» Task objective
Below is a listing. Quote it word for word, beginning at the line containing "Where can you spot the curved lamp" and continuing to the end of the listing.

» Material for the task
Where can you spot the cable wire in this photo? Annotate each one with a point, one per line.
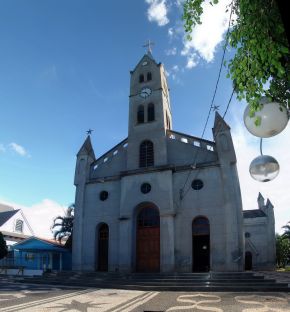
(213, 98)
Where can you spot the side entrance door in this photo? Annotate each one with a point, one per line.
(148, 240)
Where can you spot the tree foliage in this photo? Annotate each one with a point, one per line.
(282, 250)
(286, 233)
(3, 247)
(62, 227)
(261, 64)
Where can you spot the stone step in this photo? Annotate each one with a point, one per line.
(173, 287)
(212, 281)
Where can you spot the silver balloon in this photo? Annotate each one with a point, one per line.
(264, 168)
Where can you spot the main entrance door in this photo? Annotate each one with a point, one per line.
(248, 260)
(200, 245)
(103, 249)
(148, 240)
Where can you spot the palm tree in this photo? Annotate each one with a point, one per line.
(3, 247)
(286, 233)
(62, 227)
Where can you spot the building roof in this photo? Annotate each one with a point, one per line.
(5, 208)
(87, 148)
(254, 213)
(37, 244)
(6, 215)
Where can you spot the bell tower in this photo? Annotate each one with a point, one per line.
(149, 114)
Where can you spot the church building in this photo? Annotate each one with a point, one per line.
(161, 200)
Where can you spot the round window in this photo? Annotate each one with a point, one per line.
(197, 184)
(145, 188)
(104, 195)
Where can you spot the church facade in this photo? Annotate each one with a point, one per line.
(161, 200)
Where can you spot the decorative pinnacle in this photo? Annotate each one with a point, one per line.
(89, 132)
(149, 45)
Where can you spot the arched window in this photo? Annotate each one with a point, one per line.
(146, 154)
(151, 112)
(103, 250)
(19, 226)
(140, 114)
(167, 121)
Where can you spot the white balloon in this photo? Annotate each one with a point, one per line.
(264, 168)
(274, 119)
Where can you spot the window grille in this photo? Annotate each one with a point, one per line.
(146, 154)
(140, 114)
(151, 112)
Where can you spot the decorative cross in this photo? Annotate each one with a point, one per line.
(89, 132)
(149, 45)
(215, 108)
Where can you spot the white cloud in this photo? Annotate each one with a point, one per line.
(157, 12)
(170, 32)
(247, 148)
(20, 150)
(192, 60)
(209, 34)
(171, 51)
(2, 148)
(40, 215)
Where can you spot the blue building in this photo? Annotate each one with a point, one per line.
(38, 255)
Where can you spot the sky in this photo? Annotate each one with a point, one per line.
(65, 67)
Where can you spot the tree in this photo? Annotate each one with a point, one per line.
(3, 247)
(286, 233)
(262, 55)
(282, 250)
(62, 227)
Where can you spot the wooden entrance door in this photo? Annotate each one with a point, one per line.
(103, 249)
(248, 260)
(200, 245)
(148, 240)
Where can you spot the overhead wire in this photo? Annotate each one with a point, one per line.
(181, 191)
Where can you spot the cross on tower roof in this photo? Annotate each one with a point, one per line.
(149, 45)
(89, 131)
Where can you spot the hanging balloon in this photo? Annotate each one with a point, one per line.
(264, 168)
(274, 119)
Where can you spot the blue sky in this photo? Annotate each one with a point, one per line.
(64, 68)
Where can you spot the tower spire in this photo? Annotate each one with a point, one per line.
(149, 45)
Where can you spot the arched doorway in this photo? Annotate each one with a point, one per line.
(200, 245)
(248, 261)
(148, 240)
(103, 247)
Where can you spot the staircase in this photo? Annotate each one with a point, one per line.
(212, 281)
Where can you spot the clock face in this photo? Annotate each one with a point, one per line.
(145, 92)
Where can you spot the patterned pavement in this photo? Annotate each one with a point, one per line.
(16, 297)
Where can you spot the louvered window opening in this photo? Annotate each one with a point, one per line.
(140, 114)
(146, 154)
(151, 112)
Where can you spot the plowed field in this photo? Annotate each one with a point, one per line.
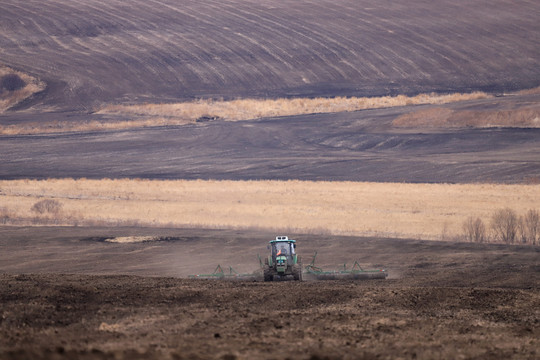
(442, 300)
(95, 51)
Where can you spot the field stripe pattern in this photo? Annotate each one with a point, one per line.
(95, 51)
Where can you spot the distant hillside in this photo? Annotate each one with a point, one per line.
(91, 52)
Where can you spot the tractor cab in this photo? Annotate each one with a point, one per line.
(283, 246)
(283, 260)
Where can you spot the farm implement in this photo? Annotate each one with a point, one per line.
(283, 263)
(354, 273)
(231, 274)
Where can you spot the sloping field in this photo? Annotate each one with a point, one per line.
(358, 146)
(95, 51)
(425, 211)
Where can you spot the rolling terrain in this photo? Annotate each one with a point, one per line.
(442, 300)
(91, 54)
(97, 51)
(358, 146)
(74, 75)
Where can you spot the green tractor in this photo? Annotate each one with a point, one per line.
(282, 261)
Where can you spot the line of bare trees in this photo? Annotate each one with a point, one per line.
(505, 226)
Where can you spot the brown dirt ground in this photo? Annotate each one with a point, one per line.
(65, 293)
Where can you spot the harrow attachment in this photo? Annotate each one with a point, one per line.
(231, 274)
(354, 273)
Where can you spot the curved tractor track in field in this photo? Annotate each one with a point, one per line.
(95, 51)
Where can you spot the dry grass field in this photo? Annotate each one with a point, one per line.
(424, 211)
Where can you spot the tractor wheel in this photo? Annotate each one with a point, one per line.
(297, 271)
(268, 276)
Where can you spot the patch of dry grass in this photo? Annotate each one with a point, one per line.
(426, 211)
(245, 109)
(11, 96)
(150, 115)
(446, 118)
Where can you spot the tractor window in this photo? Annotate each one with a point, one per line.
(283, 247)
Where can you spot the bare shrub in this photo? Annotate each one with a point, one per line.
(47, 206)
(530, 226)
(504, 224)
(4, 215)
(475, 230)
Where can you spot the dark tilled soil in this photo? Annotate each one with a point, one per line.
(442, 300)
(359, 146)
(95, 51)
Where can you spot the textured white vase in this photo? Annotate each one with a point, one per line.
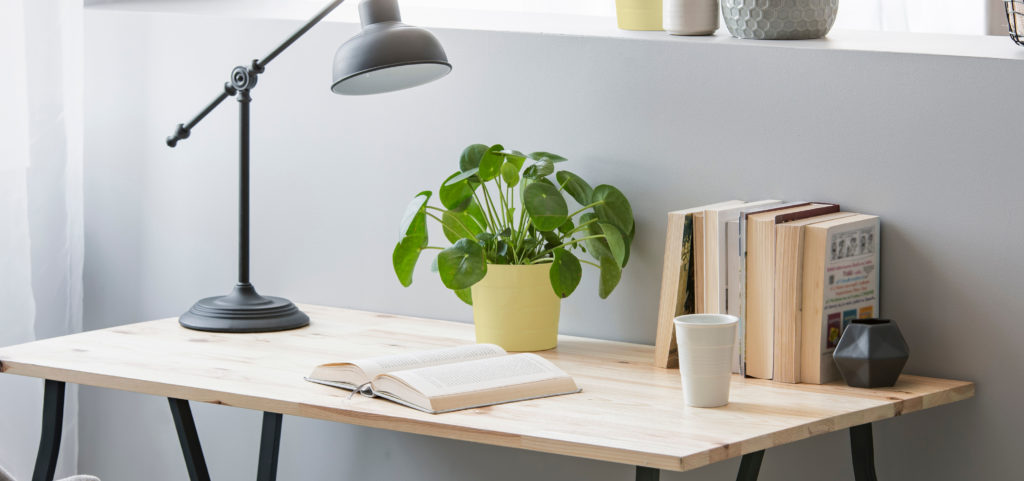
(779, 19)
(690, 16)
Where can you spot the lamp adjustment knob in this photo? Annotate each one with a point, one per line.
(243, 78)
(180, 133)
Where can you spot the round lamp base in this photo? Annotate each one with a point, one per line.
(244, 311)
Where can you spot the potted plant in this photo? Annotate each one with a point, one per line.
(516, 247)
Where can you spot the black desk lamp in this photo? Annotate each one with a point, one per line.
(386, 55)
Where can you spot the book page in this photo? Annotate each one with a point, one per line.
(373, 366)
(478, 375)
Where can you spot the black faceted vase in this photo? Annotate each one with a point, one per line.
(871, 353)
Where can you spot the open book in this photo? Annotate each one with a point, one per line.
(450, 379)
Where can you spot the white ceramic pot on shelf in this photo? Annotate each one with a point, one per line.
(690, 16)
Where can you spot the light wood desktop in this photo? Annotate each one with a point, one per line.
(629, 411)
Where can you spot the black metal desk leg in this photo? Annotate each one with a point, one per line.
(189, 440)
(647, 474)
(269, 446)
(49, 439)
(862, 447)
(750, 466)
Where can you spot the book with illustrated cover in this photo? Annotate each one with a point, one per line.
(840, 283)
(450, 379)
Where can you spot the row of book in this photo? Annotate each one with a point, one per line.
(794, 273)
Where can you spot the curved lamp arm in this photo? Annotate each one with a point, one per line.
(245, 79)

» The answer
Where can you spot the curved lamp arm in this photo? Annotate each one with a point, one per line.
(245, 79)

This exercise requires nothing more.